(WORK INSTRUCTIONS)
All entries, exactly as written, should be output again.

[Saved entries]
——
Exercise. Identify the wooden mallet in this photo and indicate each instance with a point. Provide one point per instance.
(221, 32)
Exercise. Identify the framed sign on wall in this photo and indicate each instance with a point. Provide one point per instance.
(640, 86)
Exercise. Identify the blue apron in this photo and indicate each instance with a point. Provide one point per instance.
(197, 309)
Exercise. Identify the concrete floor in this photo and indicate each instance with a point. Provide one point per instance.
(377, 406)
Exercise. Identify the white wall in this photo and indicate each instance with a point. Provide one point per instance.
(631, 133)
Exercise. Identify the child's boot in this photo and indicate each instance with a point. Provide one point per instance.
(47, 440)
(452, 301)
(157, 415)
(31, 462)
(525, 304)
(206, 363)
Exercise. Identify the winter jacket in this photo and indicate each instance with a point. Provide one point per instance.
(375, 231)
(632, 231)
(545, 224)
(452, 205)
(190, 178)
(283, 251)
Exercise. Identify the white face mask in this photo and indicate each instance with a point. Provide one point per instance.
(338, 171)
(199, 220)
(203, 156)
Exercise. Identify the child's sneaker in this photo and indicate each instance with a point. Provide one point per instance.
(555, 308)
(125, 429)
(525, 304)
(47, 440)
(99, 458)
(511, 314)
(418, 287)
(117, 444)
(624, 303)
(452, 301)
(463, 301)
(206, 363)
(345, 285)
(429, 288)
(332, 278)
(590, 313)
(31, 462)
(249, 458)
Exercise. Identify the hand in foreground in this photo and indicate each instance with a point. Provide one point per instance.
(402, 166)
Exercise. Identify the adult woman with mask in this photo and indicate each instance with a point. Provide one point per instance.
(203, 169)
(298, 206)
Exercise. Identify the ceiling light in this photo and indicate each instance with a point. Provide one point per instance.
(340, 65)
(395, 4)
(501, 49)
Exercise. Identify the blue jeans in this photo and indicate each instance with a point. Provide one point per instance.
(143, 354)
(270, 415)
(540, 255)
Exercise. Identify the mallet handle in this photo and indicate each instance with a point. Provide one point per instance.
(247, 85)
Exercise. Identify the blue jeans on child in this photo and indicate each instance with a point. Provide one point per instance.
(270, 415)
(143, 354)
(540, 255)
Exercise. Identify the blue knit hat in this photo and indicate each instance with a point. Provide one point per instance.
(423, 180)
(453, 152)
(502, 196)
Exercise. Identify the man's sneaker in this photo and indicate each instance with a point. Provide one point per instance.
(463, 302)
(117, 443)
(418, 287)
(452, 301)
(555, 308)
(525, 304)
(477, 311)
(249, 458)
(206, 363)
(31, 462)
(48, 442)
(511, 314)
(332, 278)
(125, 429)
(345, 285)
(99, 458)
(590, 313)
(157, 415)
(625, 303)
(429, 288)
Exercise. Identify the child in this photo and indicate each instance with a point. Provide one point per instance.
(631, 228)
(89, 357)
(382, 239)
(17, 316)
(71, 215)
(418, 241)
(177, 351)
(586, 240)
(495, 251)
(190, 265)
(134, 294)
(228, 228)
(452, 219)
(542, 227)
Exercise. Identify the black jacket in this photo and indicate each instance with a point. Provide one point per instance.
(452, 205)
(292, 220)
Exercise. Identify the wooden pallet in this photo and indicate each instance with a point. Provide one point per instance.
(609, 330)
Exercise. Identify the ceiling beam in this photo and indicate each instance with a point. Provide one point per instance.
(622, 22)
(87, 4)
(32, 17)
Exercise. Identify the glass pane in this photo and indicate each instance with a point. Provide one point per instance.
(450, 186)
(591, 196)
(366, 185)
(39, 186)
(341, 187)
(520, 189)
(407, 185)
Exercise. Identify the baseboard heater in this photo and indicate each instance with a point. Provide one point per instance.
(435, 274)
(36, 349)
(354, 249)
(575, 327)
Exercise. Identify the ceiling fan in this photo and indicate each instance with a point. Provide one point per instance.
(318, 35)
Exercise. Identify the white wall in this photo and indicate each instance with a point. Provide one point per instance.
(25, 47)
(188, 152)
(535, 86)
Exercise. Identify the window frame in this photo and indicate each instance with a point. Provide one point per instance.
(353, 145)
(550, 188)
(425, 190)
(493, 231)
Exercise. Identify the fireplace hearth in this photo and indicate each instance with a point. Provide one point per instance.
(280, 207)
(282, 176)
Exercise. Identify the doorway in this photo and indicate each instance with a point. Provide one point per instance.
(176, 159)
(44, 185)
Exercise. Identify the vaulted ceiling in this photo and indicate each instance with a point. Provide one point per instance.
——
(TASK SOLUTION)
Exercise. Identify the wooden mallet in this photo and indicate each instance with a point. Provide one point per instance.
(221, 32)
Exercise. Identify the framed sign on wall in this photo and indicate each instance with a point. Provide one point per instance.
(640, 86)
Exercise. Identify the blue apron in this photo and indicate each instance with a point. Provide one point per instance.
(197, 309)
Exercise. Identify the concrete floor in this photo and indicate each instance with a point. Provide one point per instance.
(377, 406)
Exercise. Identify the white wall in this photo and indicate each instance with a point. Provide one point per instance.
(631, 133)
Exercise. Identify the child's boot in this photo and indicate each instance with a point. Provide one point per instance.
(47, 440)
(452, 301)
(157, 415)
(31, 462)
(525, 304)
(206, 363)
Exercise. Identify the winter jacket in this photo and indicate each instance with a point. Provide one point per instance.
(375, 231)
(632, 231)
(545, 224)
(452, 205)
(190, 178)
(283, 251)
Exercise. Identify the white face mask in this photo and indicate each instance with a point. Provide one point per instance.
(338, 171)
(199, 220)
(203, 156)
Exercise. Identify the child's sneaker in this photo and indicate each instance with a point. Provide one point per instance.
(555, 308)
(125, 429)
(525, 304)
(47, 440)
(99, 458)
(511, 314)
(418, 287)
(117, 444)
(624, 303)
(452, 301)
(463, 301)
(206, 363)
(345, 285)
(429, 288)
(332, 278)
(590, 313)
(31, 462)
(249, 458)
Exercise. Identify the hand in foreground in this photo and indicate each instance with a point. Provide one point per instance.
(402, 166)
Exercise. Identify the adult woman with mask in this photo and indicate each instance with a point. Provide one point per instance.
(203, 169)
(298, 206)
Exercise. Identify the ceiling light in this photo and indicate each instance with a point. Provide one point per instance.
(340, 65)
(395, 4)
(501, 49)
Exercise. Identify the blue jeans in this photo and indicate each instance with a point. Provide one point per instance.
(143, 354)
(270, 415)
(540, 255)
Exercise. Identify the mallet handle in this photo and indicate each instance with a point. Provide one point per instance.
(247, 85)
Exercise. Identify the blue jeans on child in this photo and indicate each instance with a point. Provide one point per instance.
(270, 415)
(143, 354)
(540, 255)
Exercise. Identify the blue knit hat in this photo and indicate each instance with a point. Provide one point per instance.
(423, 180)
(453, 152)
(502, 196)
Exercise. Identify the man's sneaker in this photo and indicate each instance with a point. Provide one point per instance.
(463, 302)
(117, 443)
(418, 287)
(452, 301)
(555, 308)
(525, 304)
(477, 311)
(249, 458)
(206, 363)
(31, 462)
(48, 442)
(511, 314)
(332, 278)
(125, 429)
(345, 285)
(99, 458)
(590, 313)
(157, 415)
(625, 303)
(429, 288)
Exercise. Identify the child in this photo and indicate each instance with a point. Provide one point per instance.
(631, 228)
(89, 357)
(382, 239)
(17, 316)
(71, 215)
(418, 241)
(177, 351)
(586, 240)
(495, 251)
(190, 265)
(134, 294)
(228, 228)
(452, 219)
(542, 227)
Exercise. Identify the black jacket in this photo and indicate each instance with a point. Provide one point per instance.
(452, 205)
(292, 220)
Exercise. Identify the wooden pallet in this photo and indicate each instance with a point. Provide one point per instance.
(609, 330)
Exercise. Identify the ceiling beam in this photo and indicate each instance with a point. Provide one point per instance.
(622, 22)
(87, 4)
(32, 17)
Exercise. Identify the glass pane in this photo and indicate each instance with a point. Provide one point per instance.
(450, 186)
(591, 196)
(366, 185)
(39, 186)
(341, 187)
(520, 189)
(407, 185)
Exercise. Identify the baseboard heater in this photo and indicate each instance with a point. Provide one point per instance.
(435, 274)
(36, 349)
(354, 249)
(575, 327)
Exercise. Identify the ceiling fan in this photo and indicate each instance with a point. Provide one point per instance.
(318, 35)
Exercise. Identify the white wall in this photo and indicate each instance with a point. Provide one point per instance.
(25, 47)
(188, 152)
(535, 86)
Exercise. Identify the window frame in this photo and indicate each instance with a point. Provide one point per instance.
(353, 145)
(550, 188)
(425, 190)
(493, 231)
Exercise. Identify the fireplace hearth in this photo and indicate each instance with a point. Provide one point per instance.
(280, 207)
(282, 176)
Exercise. Identify the doorway in this photo and indicate each instance with a point. Provide one point per instance.
(176, 159)
(44, 185)
Exercise. Identify the vaulted ceiling in this photo and indicate each instance with a point. Provide one point per instance.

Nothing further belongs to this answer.